Source passage:
The sample size was calculated at 702 based on the results of a pilot study on 50 cases and the correlation coefficient formula with confidence coefficient of α=95% and test power of β=80%. At the beginning of the study, 740 cases were enrolled, 38 of whom were excluded from the study (13: delivery before ending the follow-up period, 6: reluctance to continue cooperation, 8: incomplete questionnaires, 9:  lack of access during follow-up, 1: hospital admission due to preeclampsia, and 1: severe marital conflicts).

Sampling was performed using multistage cluster sampling (three steps). After dividing the health centers of five areas of Mashhad into populous and low-population groups, the clusters were randomly selected from each group proportional to the number of centers. Then, in the selected centers, proportional to the size and number of patients, sampling was conducted using convenience sampling (569 cases from high population centers and 213 from the low population centers).

Provided material:

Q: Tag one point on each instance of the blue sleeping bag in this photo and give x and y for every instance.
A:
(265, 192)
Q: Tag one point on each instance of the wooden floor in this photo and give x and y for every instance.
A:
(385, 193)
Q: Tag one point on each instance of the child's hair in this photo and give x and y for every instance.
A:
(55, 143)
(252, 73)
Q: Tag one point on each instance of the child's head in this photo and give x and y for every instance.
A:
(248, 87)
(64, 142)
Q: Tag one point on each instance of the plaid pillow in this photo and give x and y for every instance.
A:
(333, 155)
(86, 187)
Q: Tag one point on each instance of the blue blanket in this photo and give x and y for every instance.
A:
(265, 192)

==

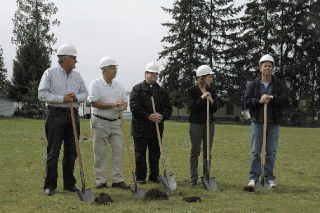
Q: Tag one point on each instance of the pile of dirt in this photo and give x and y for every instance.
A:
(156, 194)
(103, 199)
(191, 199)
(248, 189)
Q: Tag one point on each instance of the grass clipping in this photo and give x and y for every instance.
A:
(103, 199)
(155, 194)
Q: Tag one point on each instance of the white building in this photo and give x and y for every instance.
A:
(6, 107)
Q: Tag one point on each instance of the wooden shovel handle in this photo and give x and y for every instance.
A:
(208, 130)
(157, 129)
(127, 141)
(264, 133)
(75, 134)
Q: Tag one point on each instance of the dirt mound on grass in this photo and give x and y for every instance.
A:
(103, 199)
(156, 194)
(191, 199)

* * *

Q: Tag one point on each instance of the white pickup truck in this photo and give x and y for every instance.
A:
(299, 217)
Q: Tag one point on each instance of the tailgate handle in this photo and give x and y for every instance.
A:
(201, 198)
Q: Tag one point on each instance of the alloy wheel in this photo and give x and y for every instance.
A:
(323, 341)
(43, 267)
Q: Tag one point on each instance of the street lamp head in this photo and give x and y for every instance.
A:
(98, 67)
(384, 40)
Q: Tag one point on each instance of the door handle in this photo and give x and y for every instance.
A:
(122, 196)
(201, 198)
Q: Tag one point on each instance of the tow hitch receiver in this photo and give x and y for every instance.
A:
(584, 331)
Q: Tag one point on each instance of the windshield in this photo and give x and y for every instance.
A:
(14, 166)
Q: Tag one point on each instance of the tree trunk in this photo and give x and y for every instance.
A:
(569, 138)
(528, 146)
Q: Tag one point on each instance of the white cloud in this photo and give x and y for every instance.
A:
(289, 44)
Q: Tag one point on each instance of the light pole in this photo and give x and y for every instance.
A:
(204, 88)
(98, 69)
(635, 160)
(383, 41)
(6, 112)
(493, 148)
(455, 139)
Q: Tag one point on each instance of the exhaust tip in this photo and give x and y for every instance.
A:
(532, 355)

Exercises to complete:
**A)** Rewrite the paragraph of the sampling passage that begins "The sample size was calculated" as a brief bulleted list, keeping its main facts.
**B)** List every basis the sampling passage gives for calculating the sample size of 702.

Solutions:
**A)**
- Sample size: 702, calculated from a 50-case pilot study with the correlation coefficient formula (confidence coefficient α=95%, test power β=80%)
- Enrolled at the start: 740 cases
- Excluded: 38 cases
  - 13 delivered before the follow-up period ended
  - 6 were reluctant to continue cooperating
  - 8 had incomplete questionnaires
  - 9 could not be reached during follow-up
  - 1 was admitted to the hospital for preeclampsia
  - 1 had severe marital conflicts

**B)**
- The results of a pilot study on 50 cases
- The correlation coefficient formula
- A confidence coefficient of α=95%
- A test power of β=80%